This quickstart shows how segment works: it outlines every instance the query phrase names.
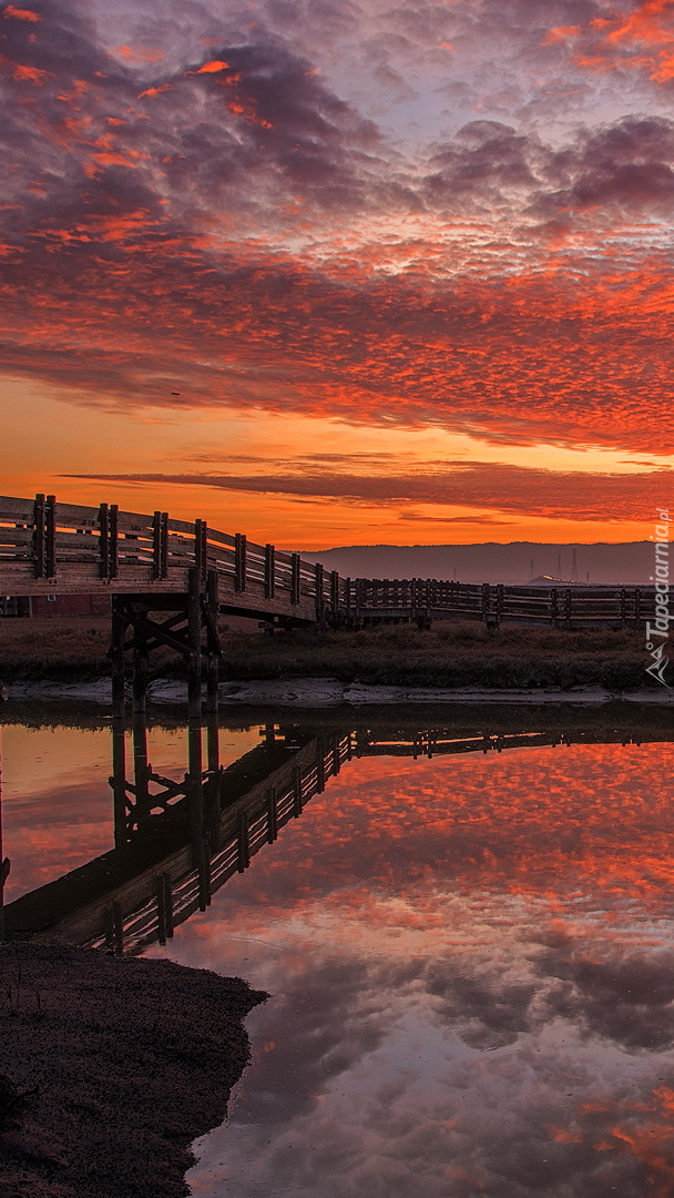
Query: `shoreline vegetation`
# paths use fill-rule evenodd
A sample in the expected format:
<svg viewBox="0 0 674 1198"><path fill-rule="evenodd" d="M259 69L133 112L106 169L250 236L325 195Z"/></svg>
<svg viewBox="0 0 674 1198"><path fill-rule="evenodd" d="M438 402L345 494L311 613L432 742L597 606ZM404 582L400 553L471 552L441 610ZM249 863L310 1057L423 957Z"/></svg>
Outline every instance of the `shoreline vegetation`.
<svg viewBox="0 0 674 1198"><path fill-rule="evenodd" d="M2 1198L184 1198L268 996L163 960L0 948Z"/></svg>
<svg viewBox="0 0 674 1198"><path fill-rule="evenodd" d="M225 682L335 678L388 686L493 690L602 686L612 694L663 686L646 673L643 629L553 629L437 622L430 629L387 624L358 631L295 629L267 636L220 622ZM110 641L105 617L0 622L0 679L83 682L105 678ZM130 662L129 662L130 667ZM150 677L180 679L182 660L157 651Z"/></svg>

◆ ◆ ◆ ◆ ◆ ◆ ◆

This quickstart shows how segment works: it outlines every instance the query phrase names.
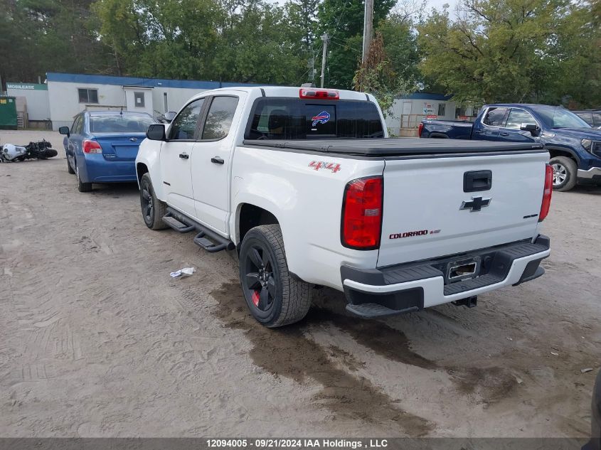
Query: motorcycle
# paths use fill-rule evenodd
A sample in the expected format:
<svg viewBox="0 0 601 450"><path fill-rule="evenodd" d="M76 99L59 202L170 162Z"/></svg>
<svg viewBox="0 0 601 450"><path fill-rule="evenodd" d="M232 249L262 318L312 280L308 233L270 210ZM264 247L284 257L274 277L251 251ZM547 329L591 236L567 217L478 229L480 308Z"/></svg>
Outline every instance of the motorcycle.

◆ ◆ ◆ ◆ ◆ ◆ ◆

• **Instructions to follow**: Identify each line above that contains the word "vegetation", and copy those lines.

• **In response**:
Query: `shoreline vegetation`
Outline every instance of the `shoreline vegetation`.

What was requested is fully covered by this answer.